Provided text
__________

Figure 1: showing a discrete trait at the tips

ancestral probabilities

Now let’s go one step further and visualize the probabilities of “high” and “low” elevation (as a binary trait) from this figure(b) with pie charts instead of boring hard-to-read numbers.

Code
colnames = names(asr)[3:end] # to get the correct state - probability match
# create a new column in the asr data frame, filled with the empty string ""
asr[!,:fake] .= ""; # to add fake internal node labels later: and extract their positions
asr # just to check

coltrait = ["red","grey"] # or anything else: names that R knows how to interpret

# start the plot
R"par"(mar=[0,0,0,0]);
res = plot(fit.net, tipoffset=0.5, xlim=[0.5,16], arrowlen=0.15,
           nodelabel = asr[:,[:nodenumber, :fake]]);
ndf = res[13] # had locations of internal nodes, this time

# add pie charts, using locations of internal nodes
for i in 1:nrow(asr) # loop over each row in the ancestral state reconstruction data frame
  ii = findfirst(isequal(string(asr[!,:nodenumber][i])), ndf[!,:num]);
  colpp = Vector(asr[i,colnames]);
  R"ape::floating.pie.asp"(ndf[ii,:x], ndf[ii,:y], colpp,
                           radius=0.2, col=coltrait);
end
# add legend with correct mapping of color -> state
R"legend"(x=1, y=19, legend=colnames, pch=21, var"pt.bg"=coltrait,
          bty="n", title="elevation", var"title.adj"=0, var"pt.cex"=1.5);

Figure 2: pie charts to show ancestral state probabilities

continuous trait data at the tips

Here is an example to vizualize the actual elevation values, at the tips.

__________

Dataset records
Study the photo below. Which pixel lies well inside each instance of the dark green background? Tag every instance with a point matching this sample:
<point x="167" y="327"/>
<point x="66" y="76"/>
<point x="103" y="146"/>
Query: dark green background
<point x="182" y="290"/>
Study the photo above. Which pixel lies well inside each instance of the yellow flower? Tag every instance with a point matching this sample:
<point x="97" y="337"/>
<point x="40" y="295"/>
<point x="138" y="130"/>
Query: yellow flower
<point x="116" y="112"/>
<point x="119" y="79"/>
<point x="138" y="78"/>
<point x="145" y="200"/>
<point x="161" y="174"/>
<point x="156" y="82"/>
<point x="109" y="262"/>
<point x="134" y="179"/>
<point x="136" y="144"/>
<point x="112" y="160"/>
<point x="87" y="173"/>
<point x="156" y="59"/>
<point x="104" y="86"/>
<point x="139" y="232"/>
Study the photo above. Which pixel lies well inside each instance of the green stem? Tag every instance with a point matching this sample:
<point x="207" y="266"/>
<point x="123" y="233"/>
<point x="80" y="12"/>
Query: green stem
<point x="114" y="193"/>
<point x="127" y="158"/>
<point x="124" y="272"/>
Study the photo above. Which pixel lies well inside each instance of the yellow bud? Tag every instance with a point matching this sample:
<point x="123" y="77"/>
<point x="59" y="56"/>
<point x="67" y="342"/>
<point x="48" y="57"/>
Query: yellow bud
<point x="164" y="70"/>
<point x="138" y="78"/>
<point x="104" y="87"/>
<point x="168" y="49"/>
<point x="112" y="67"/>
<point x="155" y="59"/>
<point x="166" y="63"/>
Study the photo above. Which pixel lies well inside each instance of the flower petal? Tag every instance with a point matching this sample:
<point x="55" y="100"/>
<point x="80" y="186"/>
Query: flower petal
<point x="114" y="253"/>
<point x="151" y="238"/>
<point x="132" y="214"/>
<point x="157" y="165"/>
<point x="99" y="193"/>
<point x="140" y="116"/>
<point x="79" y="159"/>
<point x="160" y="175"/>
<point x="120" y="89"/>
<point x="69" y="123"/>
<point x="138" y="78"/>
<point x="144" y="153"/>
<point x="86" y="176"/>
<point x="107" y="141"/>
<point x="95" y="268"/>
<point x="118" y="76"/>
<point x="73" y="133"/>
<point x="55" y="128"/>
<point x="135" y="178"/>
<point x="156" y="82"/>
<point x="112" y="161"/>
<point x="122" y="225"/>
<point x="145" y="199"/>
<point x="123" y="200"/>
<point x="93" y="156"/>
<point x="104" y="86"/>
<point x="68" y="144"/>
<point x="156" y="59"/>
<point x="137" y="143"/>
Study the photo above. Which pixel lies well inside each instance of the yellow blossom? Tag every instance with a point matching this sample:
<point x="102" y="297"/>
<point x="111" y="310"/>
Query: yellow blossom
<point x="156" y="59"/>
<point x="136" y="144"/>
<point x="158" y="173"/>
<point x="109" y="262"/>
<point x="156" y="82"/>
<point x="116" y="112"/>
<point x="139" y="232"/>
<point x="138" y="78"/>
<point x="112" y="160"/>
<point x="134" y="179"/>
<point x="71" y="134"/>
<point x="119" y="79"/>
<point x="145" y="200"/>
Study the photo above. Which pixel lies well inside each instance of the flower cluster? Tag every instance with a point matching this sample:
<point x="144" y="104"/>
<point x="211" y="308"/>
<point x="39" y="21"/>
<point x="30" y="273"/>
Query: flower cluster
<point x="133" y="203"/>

__________

Problem
Please repeat, word for word, the part of the pie-chart tutorial that opens with the words containing "Figure 2: pie charts" and closes with "at the tips.". None of the data is needed here.

Response below
Figure 2: pie charts to show ancestral state probabilities

continuous trait data at the tips

Here is an example to vizualize the actual elevation values, at the tips.